[start LISTED RECORDS]

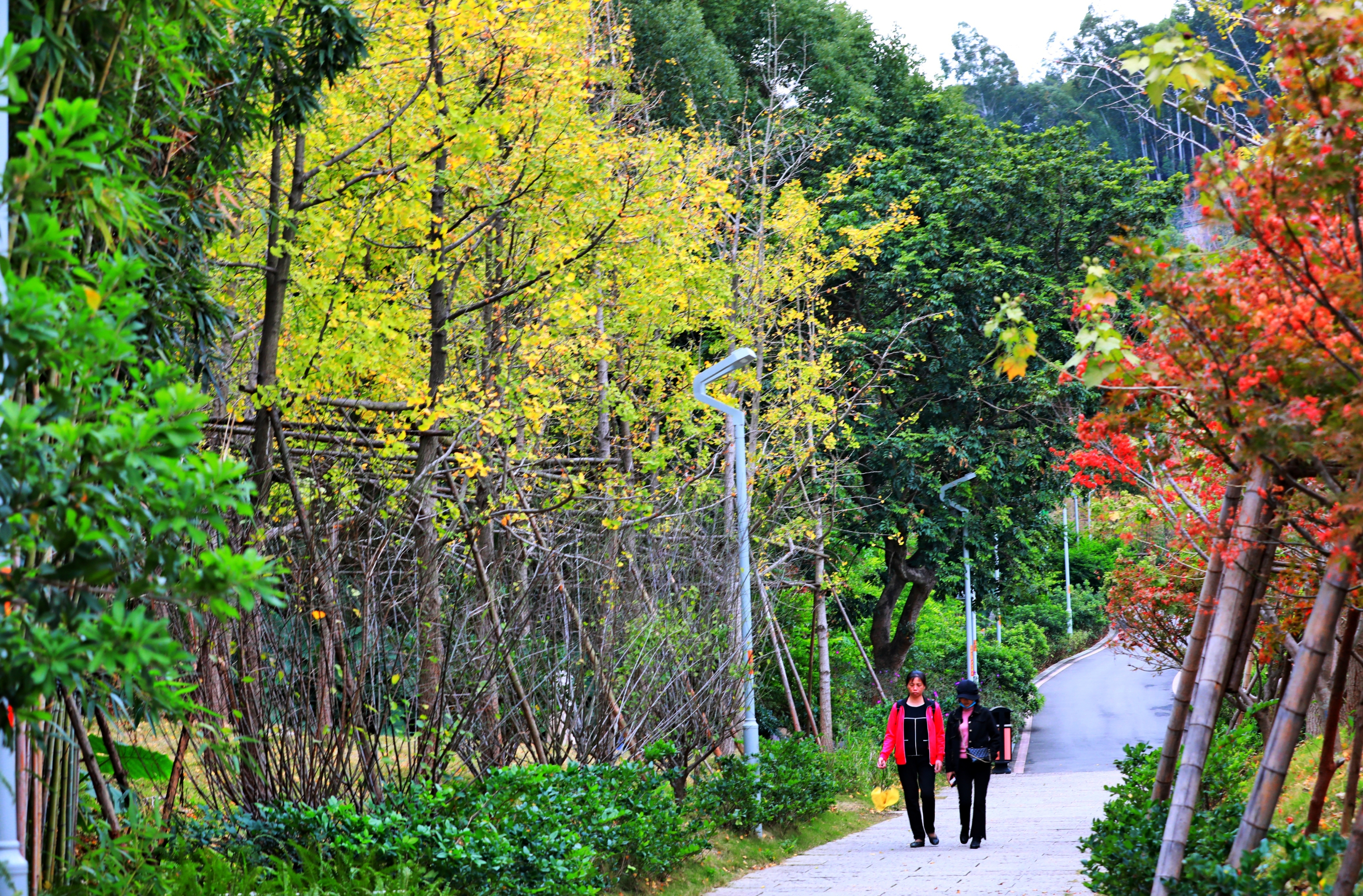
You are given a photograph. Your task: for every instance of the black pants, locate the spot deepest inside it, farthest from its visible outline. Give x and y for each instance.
(918, 778)
(972, 779)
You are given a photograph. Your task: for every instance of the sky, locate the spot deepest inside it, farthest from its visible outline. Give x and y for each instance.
(1020, 28)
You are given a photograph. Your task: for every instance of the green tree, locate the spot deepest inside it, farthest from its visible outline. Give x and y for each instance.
(730, 58)
(1002, 212)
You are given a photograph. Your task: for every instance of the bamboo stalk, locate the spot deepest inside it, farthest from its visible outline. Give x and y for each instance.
(1351, 788)
(1316, 645)
(115, 760)
(101, 789)
(1325, 772)
(1193, 655)
(1234, 590)
(786, 681)
(176, 775)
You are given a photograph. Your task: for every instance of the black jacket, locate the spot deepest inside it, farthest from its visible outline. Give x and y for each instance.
(984, 732)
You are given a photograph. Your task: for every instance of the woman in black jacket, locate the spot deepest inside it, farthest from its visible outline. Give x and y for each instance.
(971, 729)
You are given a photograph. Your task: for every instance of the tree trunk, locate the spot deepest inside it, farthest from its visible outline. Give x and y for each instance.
(1332, 723)
(1237, 586)
(1193, 657)
(1317, 643)
(277, 261)
(891, 647)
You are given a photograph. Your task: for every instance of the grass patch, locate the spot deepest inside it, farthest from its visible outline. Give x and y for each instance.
(1301, 782)
(733, 856)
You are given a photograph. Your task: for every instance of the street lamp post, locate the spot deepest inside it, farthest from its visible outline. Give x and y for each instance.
(14, 868)
(972, 669)
(1065, 525)
(738, 360)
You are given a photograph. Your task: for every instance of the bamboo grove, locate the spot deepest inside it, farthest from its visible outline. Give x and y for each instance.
(1233, 380)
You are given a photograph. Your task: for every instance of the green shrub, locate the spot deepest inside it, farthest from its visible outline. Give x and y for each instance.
(1028, 638)
(790, 784)
(1126, 841)
(531, 828)
(852, 765)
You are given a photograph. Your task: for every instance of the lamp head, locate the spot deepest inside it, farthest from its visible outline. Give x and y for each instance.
(737, 360)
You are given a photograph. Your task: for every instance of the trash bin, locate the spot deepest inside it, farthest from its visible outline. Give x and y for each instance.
(1004, 762)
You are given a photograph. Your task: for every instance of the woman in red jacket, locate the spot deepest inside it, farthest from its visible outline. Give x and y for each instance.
(918, 738)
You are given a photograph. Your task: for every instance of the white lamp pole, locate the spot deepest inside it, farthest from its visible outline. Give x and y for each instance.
(972, 669)
(738, 360)
(14, 868)
(1069, 606)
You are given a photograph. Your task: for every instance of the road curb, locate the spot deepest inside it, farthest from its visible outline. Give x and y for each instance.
(1026, 741)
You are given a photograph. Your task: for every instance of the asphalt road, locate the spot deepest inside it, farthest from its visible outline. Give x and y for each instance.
(1092, 709)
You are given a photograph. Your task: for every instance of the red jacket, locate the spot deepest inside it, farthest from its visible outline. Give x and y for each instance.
(894, 735)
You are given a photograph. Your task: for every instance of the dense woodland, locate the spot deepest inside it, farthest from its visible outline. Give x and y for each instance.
(359, 515)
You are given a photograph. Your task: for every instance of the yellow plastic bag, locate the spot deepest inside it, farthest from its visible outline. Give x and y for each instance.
(882, 800)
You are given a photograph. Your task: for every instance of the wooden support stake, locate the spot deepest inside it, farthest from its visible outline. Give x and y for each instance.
(865, 658)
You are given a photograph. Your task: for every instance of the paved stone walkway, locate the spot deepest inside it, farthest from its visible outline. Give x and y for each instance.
(1035, 824)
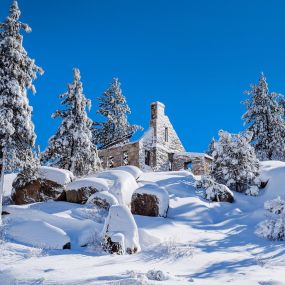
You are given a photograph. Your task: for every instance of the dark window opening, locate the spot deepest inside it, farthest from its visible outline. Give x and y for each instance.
(166, 134)
(188, 165)
(111, 161)
(125, 158)
(170, 161)
(147, 157)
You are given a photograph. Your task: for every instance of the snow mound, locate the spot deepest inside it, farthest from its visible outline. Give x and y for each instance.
(160, 193)
(88, 182)
(104, 197)
(39, 234)
(133, 170)
(121, 226)
(121, 184)
(57, 175)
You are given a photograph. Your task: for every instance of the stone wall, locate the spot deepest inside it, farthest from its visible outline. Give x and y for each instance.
(165, 139)
(127, 154)
(161, 144)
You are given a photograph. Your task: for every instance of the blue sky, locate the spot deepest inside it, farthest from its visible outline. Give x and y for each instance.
(197, 57)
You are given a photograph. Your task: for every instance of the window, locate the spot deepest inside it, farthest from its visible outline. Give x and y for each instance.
(101, 158)
(147, 157)
(170, 161)
(125, 158)
(166, 134)
(188, 165)
(111, 162)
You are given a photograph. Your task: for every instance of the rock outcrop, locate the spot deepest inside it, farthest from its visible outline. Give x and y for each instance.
(150, 200)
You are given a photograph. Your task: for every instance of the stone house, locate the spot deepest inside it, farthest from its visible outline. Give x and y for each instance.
(159, 149)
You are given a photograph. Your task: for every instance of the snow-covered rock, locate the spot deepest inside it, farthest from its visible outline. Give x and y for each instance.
(49, 185)
(121, 184)
(39, 234)
(133, 170)
(103, 199)
(80, 190)
(57, 175)
(273, 228)
(150, 200)
(214, 191)
(120, 232)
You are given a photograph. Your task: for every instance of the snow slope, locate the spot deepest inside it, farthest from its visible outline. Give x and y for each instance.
(198, 243)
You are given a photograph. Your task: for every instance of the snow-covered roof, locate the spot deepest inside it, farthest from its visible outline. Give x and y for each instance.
(193, 154)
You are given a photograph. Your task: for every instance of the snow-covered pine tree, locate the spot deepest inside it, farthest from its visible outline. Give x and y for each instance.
(71, 147)
(264, 118)
(234, 161)
(17, 72)
(211, 147)
(116, 129)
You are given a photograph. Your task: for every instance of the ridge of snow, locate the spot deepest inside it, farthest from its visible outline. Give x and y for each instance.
(98, 183)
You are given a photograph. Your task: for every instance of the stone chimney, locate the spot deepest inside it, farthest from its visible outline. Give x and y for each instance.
(156, 113)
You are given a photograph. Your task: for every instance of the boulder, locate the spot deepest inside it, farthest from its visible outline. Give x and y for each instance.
(36, 191)
(150, 200)
(80, 190)
(120, 232)
(214, 191)
(103, 200)
(49, 185)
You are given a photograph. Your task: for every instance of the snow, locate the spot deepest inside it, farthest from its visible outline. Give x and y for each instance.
(121, 184)
(120, 221)
(59, 176)
(133, 170)
(200, 242)
(92, 182)
(39, 234)
(160, 193)
(105, 196)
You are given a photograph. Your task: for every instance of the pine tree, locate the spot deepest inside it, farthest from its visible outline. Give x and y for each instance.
(17, 73)
(211, 147)
(234, 161)
(264, 118)
(116, 129)
(71, 147)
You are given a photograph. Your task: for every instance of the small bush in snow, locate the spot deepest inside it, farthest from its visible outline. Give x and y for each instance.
(273, 228)
(215, 191)
(252, 191)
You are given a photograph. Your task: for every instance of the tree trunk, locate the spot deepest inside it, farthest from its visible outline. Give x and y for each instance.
(2, 183)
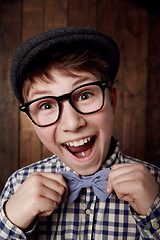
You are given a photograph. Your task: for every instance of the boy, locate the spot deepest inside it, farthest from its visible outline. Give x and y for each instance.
(64, 79)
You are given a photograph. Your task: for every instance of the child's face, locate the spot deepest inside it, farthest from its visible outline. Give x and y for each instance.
(73, 127)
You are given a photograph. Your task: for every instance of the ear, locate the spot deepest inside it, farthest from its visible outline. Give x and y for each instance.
(114, 98)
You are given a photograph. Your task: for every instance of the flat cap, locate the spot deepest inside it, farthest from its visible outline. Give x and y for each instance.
(44, 44)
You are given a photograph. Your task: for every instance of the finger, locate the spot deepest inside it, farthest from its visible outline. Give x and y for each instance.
(55, 182)
(109, 185)
(55, 176)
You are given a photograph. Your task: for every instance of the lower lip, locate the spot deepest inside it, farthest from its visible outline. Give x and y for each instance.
(87, 155)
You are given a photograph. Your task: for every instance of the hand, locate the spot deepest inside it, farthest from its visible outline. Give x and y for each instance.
(39, 195)
(133, 182)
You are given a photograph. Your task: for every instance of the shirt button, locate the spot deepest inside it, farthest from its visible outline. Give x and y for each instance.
(155, 226)
(88, 211)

[end LISTED RECORDS]

* BRIEF:
Could you turn the lines starting with the one that contains "of the lower" and going on through the end of the records into a JSON list of strings, one string per line, with blank lines left out?

* OUTPUT FOR THIS TASK:
[
  "You are given a photograph. Your task: for every instance of the lower lip, locate the spot deepest inside it, farthest from its visible outline. Give x and y for each instance.",
  "(87, 155)",
  "You are given a photograph. Your task: for every instance of the hand, locate the spot deepest inside it, farthest from its visible outline. Give x and y for each instance.",
  "(39, 195)",
  "(133, 182)",
  "You are given a photograph. Your task: for every instance of the shirt button, locate the spot deepest inside it, farthest from its visible outline. Give x and y for each instance.",
  "(155, 226)",
  "(88, 211)"
]